━━ Input rows

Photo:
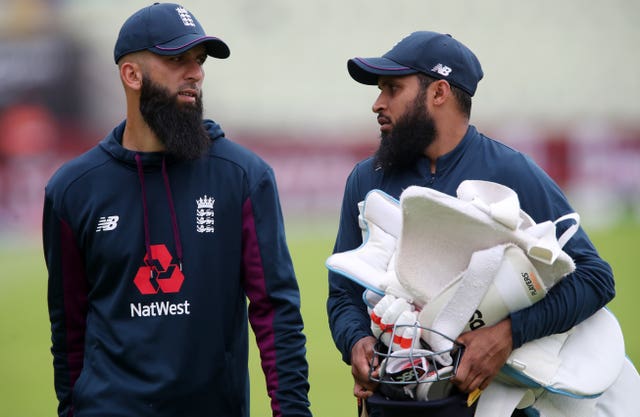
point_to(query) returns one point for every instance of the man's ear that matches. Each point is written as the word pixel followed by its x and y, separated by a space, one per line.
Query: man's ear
pixel 441 90
pixel 131 75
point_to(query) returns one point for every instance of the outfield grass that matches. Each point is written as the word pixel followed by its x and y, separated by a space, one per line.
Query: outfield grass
pixel 26 381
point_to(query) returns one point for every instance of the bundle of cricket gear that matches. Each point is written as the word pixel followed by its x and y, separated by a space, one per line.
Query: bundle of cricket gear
pixel 434 266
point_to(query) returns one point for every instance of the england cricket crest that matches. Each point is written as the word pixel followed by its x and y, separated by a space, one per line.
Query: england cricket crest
pixel 204 214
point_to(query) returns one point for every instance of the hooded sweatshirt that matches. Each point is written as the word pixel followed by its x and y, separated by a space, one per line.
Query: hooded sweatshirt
pixel 151 262
pixel 476 157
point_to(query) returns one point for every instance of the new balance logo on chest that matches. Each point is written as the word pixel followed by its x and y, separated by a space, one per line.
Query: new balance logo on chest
pixel 107 223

━━━━

> Task description
Rewrite all of the data above, replacing "hooded sweatshirt" with "hoodie" wherever it occurs and keeping everything else the same. Leave the pictures out.

> Expected answer
Photo:
point_to(query) returns one point for every instance of the man's ear that matches. Each point is written as the word pixel followed by its x and y, separated by a space, one per line.
Query: man's ear
pixel 441 90
pixel 131 75
point_to(query) returns one point for every instance of the outfield grass that matches. Each point is written as the word pixel followed by its x and y, separated by a space, one per line.
Query: outfield grass
pixel 26 381
point_to(query) returns one point for every instance of the bundle of cricket gear that matches. Each point is written as the word pixel followed by its x and y, separated by a space, one per line.
Query: bundle of cricket gear
pixel 434 266
point_to(query) returns one point for every instance of the england cricket crest that matches. Each point is written as the word pixel followed by its x and y, separated by a space, one per line.
Query: england cricket crest
pixel 204 214
point_to(query) returns one point for every instance of the hoodie that matches. Each point is written as the word pixel followed by its x and y, separated by a space, one per line.
Query: hoodie
pixel 151 262
pixel 476 157
point_to(query) returns one point for every instance of the new balance logo on chest that matches. Each point is written as the word pixel followed by its x and y, separated by a space, one per line.
Query: new balance logo on chest
pixel 107 223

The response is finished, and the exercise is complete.